Pattern: Gateway with Typed API Clients

OpenMetadata SDKs use a gateway pattern where the main client builds typed API clients:

# Python Pattern
class OpenMetadata:
    def __init__(self, config: OpenMetadataConnection):
        self._config = config
        self._client = self._build_client()

    def get_by_name(self, entity: Type[T], fqn: str) -> Optional[T]:
        """Generic method using TypeVar for type safety."""
        ...

    def create_or_update(self, data: CreateEntity) -> Entity:
        """Handles both create and update operations."""
        ...
// Java Pattern
public class OpenMetadata {
    private final OpenMetadataConnection config;

    public <T> T buildClient(Class<T> apiClass) {
        // Build typed API client
        return clientBuilder.build(apiClass);
    }
}

// Usage
TablesApi tablesApi = openMetadata.buildClient(TablesApi.class);
DashboardsApi dashboardApi = openMetadata.buildClient(DashboardsApi.class);

Connection Configuration

Configuration Object

# Python
from metadata.generated.schema.entity.services.connections.metadata.openMetadataConnection import (
    OpenMetadataConnection,
    AuthProvider,
)

> WHAT THE TASK REQUIRES
Decide whether each statement below agrees with the gateway pattern text. Answer yes or no for each and quote the deciding words of that text.
1. In the Python pattern, create_or_update handles both create and update operations.
2. In the Java pattern, the configuration field is declared public.
3. The get_by_name method is described as generic and uses TypeVar for type safety.

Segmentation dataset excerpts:
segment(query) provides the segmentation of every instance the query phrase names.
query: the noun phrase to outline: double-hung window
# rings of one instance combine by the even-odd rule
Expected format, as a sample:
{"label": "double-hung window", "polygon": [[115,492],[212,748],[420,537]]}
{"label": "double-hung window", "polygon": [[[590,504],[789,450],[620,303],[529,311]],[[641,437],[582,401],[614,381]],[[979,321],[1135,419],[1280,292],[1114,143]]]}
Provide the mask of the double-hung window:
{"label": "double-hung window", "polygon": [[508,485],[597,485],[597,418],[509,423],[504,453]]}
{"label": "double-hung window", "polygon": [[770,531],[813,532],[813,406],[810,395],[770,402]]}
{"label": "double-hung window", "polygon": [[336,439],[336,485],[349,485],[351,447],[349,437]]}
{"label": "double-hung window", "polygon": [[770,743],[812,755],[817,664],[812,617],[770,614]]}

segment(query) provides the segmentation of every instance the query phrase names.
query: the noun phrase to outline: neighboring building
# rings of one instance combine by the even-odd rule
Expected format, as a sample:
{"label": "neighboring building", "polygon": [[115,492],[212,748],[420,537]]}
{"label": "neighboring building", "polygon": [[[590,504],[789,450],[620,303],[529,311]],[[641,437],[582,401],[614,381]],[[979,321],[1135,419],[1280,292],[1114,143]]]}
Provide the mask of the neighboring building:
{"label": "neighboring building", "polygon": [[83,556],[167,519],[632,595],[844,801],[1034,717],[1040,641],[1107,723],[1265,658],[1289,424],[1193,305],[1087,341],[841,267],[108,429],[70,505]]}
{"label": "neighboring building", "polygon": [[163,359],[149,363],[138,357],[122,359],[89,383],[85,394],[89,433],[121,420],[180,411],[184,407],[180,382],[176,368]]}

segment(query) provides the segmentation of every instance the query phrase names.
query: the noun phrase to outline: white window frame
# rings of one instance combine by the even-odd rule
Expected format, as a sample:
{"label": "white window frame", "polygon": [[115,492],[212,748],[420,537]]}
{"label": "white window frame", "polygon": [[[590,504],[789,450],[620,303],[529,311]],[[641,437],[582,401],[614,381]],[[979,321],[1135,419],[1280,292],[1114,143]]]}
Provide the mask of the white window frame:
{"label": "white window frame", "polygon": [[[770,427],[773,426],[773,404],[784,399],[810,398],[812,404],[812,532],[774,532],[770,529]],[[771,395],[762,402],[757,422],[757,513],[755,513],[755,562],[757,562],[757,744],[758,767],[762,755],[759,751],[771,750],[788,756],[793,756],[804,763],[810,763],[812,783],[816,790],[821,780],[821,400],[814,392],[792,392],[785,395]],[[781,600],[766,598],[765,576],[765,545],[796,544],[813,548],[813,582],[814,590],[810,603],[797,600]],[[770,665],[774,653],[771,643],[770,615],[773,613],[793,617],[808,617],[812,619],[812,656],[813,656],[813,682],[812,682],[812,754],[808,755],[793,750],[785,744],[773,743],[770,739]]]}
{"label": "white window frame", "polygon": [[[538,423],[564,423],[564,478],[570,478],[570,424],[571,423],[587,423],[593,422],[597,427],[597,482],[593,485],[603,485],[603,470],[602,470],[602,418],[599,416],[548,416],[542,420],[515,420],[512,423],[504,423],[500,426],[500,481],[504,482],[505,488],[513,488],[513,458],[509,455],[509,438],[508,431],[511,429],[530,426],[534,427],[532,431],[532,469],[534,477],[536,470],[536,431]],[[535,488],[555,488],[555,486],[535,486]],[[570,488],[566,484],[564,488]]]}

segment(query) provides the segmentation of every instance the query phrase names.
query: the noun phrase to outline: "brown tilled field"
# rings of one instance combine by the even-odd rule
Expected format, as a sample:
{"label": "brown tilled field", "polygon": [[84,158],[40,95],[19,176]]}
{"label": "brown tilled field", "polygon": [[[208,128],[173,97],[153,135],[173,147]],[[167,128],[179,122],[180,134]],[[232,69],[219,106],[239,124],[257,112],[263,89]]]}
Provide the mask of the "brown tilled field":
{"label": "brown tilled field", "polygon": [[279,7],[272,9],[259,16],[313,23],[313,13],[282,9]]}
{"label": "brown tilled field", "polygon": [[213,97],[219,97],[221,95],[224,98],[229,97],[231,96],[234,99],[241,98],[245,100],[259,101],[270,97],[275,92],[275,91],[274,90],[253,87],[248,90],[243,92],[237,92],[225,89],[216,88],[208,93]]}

> ANSWER BELOW
1. Yes: "Handles both create and update operations."
2. No: "private final OpenMetadataConnection config;"
3. Yes: "Generic method using TypeVar for type safety."